GIVEN TEXT:
• • • • •
Nearly three thousand people opened their hearts and their wallets at a Friday night fundraiser for a group of young boys burned in a recent accident with a gas can in Perry, event organizers said.
"Let's just say the fire marshal was nervous because we were way past our maximum capacity," said Mardi Obray, owner of The Peak children's event center, which hosted the event.
Friends, family and strangers from the Perry area turned out for music, games, pictures with Santa and a silent auction of more than 400 items. One highlight: a tug-of-war contest with a firehose between community members of all ages and local firefighters.
"It was fabulous," said Obray. "The community just poured out the love."
Obray doesn't yet know how much money was raised from the event, but said the bake sale table alone took in just under $1,300.
Four of the five boys injured in the Nov. 15 accident were hospitalized with severe burns or other injuries.
Only one boy 7-year-old Tayton Winward remained hospitalized on Friday in a critical condition. He suffered second- and third-degree burns to his arms and face and has had skin graft surgery on his hands and arms. Doctors at the University Hospital burn center had placed the young boy in a medically induced coma on Monday, a press release publicizing the fundraiser said.
Each of the five families are facing financial burdens from medical bills and other expenses, said Obray, who was prompted to get involved because she employs Tayton's mother.
"We have strong ties to this," Obray said.
Officials say Tayton and his schoolmates Kayden Godfrey, Tyler Bergman, Spenser Cronin and a fifth boy whose family wishes to remain anonymous, were walking home from school when they saw an empty gasoline can in a yard near 2200 S. Linda Way (1000 West).
• • • • •
DATA TO EXAMINE:
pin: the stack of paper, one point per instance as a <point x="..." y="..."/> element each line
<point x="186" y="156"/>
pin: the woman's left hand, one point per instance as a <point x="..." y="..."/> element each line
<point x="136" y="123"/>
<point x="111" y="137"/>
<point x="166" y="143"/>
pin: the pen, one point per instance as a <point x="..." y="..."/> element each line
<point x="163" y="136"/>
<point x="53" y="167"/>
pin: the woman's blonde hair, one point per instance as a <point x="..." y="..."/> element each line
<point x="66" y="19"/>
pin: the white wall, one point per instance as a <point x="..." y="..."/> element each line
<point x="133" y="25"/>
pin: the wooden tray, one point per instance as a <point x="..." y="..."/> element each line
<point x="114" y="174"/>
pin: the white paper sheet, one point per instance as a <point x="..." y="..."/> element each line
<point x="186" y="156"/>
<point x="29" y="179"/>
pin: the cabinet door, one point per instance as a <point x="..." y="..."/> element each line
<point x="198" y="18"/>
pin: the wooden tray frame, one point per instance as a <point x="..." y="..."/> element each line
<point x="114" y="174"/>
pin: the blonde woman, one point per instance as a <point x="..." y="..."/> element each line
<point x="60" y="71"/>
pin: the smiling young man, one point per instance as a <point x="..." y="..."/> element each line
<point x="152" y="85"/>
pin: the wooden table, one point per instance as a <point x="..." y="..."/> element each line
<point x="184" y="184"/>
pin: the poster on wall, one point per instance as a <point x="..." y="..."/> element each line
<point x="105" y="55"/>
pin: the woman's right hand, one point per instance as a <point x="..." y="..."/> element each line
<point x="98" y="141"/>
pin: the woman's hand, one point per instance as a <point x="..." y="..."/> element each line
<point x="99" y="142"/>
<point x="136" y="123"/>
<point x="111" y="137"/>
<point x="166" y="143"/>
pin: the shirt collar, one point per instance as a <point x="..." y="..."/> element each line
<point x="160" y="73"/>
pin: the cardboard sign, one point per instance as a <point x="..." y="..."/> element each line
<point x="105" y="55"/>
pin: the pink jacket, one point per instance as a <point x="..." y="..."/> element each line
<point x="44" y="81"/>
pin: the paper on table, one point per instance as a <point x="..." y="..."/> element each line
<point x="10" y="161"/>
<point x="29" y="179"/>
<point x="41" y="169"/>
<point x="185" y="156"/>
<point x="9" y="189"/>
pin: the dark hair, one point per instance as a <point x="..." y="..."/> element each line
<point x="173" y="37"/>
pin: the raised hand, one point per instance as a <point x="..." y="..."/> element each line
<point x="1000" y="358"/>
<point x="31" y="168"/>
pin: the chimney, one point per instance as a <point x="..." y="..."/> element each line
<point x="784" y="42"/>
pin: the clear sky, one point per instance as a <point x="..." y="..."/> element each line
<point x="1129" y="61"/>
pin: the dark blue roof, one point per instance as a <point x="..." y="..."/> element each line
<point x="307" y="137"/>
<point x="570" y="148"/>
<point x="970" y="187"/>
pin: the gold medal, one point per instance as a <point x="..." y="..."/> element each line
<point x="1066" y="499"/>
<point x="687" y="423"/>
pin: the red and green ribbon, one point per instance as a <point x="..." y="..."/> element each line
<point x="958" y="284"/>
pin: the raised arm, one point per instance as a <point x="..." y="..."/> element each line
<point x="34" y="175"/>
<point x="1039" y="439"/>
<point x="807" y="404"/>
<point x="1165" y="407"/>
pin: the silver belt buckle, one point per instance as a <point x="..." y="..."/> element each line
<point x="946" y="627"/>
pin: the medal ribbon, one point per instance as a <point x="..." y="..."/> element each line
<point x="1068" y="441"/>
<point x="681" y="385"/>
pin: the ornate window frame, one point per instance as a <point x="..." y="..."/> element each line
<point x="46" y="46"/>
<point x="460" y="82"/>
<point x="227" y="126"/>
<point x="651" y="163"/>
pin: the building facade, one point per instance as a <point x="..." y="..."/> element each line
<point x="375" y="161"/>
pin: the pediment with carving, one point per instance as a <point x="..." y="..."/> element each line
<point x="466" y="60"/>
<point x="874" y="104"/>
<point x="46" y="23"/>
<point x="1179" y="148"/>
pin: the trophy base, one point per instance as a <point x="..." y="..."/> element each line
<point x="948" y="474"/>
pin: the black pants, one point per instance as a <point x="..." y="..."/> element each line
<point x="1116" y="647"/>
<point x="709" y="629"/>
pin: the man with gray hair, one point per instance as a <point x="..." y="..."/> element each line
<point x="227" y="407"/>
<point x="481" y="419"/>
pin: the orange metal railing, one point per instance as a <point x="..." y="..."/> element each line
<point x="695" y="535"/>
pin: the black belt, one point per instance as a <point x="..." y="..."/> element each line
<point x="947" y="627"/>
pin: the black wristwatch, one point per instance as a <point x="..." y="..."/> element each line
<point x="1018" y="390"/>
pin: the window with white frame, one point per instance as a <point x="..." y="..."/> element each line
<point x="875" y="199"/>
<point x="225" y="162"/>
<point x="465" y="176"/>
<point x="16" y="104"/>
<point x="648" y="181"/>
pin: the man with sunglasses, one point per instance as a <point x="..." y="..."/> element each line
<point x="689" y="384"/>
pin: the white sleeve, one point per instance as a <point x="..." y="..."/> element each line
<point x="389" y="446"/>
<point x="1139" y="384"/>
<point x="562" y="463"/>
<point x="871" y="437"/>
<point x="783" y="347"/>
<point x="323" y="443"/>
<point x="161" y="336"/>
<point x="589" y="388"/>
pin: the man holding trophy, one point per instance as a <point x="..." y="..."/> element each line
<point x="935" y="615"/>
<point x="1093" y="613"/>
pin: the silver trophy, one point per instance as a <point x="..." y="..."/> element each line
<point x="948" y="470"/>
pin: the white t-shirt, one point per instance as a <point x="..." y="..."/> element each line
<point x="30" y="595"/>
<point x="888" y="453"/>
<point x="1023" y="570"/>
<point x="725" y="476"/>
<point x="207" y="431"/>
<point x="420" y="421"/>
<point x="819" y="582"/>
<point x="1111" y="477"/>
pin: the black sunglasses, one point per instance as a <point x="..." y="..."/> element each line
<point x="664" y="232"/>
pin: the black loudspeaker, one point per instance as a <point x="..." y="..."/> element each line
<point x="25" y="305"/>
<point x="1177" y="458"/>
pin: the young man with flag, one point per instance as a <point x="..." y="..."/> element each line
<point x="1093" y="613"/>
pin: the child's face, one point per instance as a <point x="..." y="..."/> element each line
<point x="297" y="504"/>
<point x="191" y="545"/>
• • • • •
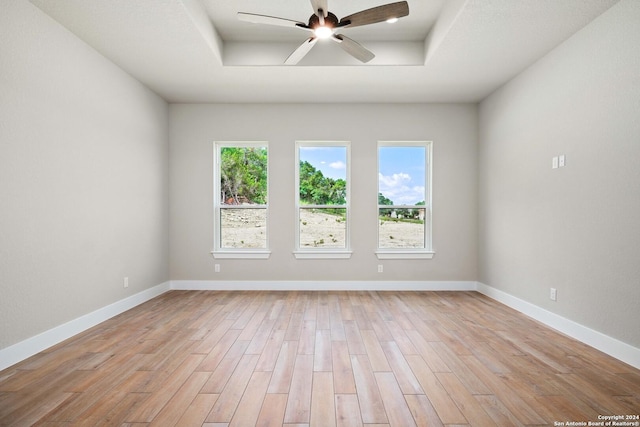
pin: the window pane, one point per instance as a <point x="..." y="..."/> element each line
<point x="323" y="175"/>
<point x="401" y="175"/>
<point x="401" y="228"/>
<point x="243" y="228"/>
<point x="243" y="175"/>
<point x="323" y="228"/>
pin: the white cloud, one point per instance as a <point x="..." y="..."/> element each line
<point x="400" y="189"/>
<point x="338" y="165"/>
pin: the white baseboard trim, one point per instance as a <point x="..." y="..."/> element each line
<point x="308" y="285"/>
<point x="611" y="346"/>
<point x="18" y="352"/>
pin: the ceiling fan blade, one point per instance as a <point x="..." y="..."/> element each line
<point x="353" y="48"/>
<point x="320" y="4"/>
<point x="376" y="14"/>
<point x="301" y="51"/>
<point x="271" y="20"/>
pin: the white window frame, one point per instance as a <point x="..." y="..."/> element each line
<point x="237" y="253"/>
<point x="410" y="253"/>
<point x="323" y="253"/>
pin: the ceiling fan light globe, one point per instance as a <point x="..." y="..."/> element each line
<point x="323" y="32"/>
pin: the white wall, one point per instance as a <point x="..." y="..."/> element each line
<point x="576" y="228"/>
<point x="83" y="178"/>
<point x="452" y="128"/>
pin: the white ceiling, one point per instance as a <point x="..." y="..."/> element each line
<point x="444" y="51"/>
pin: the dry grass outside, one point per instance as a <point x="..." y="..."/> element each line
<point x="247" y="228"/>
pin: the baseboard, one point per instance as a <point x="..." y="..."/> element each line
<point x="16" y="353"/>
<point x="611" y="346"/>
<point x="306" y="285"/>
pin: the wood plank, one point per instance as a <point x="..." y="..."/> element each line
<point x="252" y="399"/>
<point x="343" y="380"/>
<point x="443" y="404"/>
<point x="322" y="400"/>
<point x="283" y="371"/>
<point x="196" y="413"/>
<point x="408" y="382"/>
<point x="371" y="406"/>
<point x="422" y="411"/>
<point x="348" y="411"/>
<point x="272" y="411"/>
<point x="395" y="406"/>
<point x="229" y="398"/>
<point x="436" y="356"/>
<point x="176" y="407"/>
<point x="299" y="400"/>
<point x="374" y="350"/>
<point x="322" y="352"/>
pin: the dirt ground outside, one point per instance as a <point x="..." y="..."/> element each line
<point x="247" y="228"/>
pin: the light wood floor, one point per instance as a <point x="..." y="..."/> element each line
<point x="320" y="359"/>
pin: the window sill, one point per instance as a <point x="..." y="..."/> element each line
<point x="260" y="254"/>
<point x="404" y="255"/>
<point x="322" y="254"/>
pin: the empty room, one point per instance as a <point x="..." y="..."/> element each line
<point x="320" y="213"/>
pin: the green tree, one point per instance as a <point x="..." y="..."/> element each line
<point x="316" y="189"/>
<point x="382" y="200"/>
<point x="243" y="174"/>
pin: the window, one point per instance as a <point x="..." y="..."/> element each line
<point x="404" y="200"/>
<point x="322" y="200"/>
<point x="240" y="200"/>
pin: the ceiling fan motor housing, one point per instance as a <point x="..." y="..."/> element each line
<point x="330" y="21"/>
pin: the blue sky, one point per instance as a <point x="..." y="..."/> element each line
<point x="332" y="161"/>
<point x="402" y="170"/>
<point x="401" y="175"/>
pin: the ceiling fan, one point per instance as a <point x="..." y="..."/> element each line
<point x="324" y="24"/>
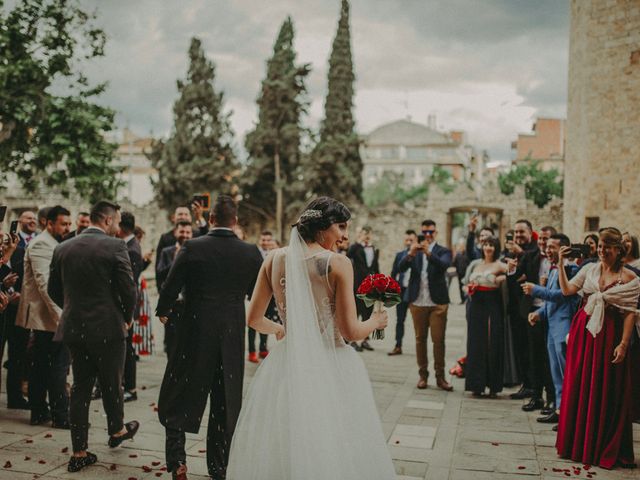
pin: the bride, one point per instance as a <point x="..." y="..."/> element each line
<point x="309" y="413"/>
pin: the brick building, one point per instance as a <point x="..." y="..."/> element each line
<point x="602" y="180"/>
• • • • •
YOUR OBJECTIVE:
Please reproduce the fundraiser article word for word, from "Only one boy" up to and including "employs Tayton's mother.".

TASK RESPONSE:
Only one boy 7-year-old Tayton Winward remained hospitalized on Friday in a critical condition. He suffered second- and third-degree burns to his arms and face and has had skin graft surgery on his hands and arms. Doctors at the University Hospital burn center had placed the young boy in a medically induced coma on Monday, a press release publicizing the fundraiser said.
Each of the five families are facing financial burdens from medical bills and other expenses, said Obray, who was prompted to get involved because she employs Tayton's mother.